::: WORKING DATA

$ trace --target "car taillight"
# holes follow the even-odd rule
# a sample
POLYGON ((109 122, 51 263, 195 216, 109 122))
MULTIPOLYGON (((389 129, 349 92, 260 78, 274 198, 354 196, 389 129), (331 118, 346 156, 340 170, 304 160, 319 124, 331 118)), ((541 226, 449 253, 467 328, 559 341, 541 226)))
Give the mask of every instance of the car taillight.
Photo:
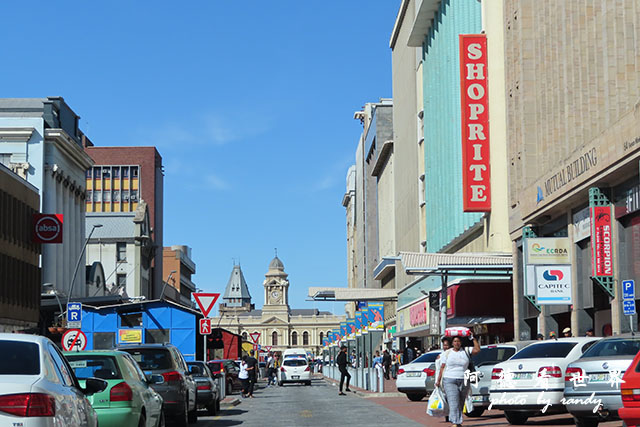
POLYGON ((436 371, 430 368, 424 368, 422 370, 422 372, 424 372, 425 374, 427 374, 428 377, 432 377, 436 374, 436 371))
POLYGON ((400 375, 400 374, 404 374, 404 369, 402 369, 402 368, 398 369, 398 375, 400 375))
POLYGON ((133 400, 133 392, 129 384, 121 382, 111 387, 109 392, 109 400, 112 402, 130 402, 133 400))
POLYGON ((584 378, 584 371, 582 368, 567 368, 564 372, 564 380, 571 381, 573 377, 582 377, 584 378))
POLYGON ((502 368, 493 368, 493 370, 491 371, 491 379, 499 380, 501 376, 500 374, 502 374, 502 368))
POLYGON ((309 366, 309 365, 307 365, 307 367, 306 367, 306 368, 304 368, 304 371, 305 371, 305 372, 309 372, 310 370, 311 370, 311 366, 309 366))
POLYGON ((18 417, 54 417, 56 400, 44 393, 20 393, 0 396, 0 412, 18 417))
POLYGON ((562 369, 559 366, 543 366, 538 369, 538 377, 562 378, 562 369))
POLYGON ((280 371, 287 372, 287 371, 284 370, 284 366, 282 368, 280 368, 280 371))
POLYGON ((623 388, 620 390, 623 402, 640 401, 640 388, 623 388))
POLYGON ((165 372, 162 374, 164 382, 170 383, 172 381, 182 381, 182 375, 178 371, 165 372))
POLYGON ((199 385, 198 390, 211 390, 211 384, 199 385))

::::::

### ASSIGNED TASK
Give the number of lines in the material above that include the string "taillight", with no further text.

### SOLUTION BELOW
2